§ PROVIDED TEXT
********
(184e) A Synthesis Framework for Structure Constrained Thermally Coupled Distillation Sequences Including Divided Wall Columns

The optimality of distillation sequence decides the energy consumption of multicomponent zeotropic mixture separation directly[1]. Thermally coupled structure can effectively eliminate the backmixing of intermediate components, which is proved to be one of the most promising energy saving configurations. It is reported that in some cases thermally coupled sequences can decrease energy consumption for more than 30 percents and reduce total annualized cost for nearly 20 percents compared with that of conventional ones[2-4]. However, most of the highly thermally coupled structures can't be utilized in chemical industry due to the difficulties caused by equipment manufacture, automatic control and practical operation[5]. Besides, distillation sequence with feasible thermally coupled structure, like divided wall columns (DWC), is usually optimized through enumeration method which can't be adopted to zeotropic mixture separation with more than five components[6-7].
********
§ DATA LINES
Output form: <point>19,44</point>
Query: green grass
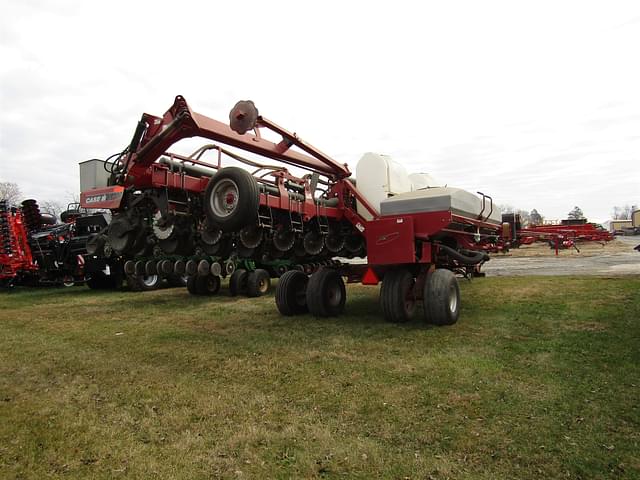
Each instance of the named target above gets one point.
********
§ TASKS TO COMPLETE
[1] According to the distillation text, by about how much can thermally coupled sequences reduce total annualized cost compared with conventional ones?
[2] List every source of difficulty that the distillation text gives for why most highly thermally coupled structures can't be used in chemical industry.
The listing is separate material from the distillation text.

§ EXERCISE RESPONSES
[1] Nearly 20 percent.

[2]
- Equipment manufacture
- Automatic control
- Practical operation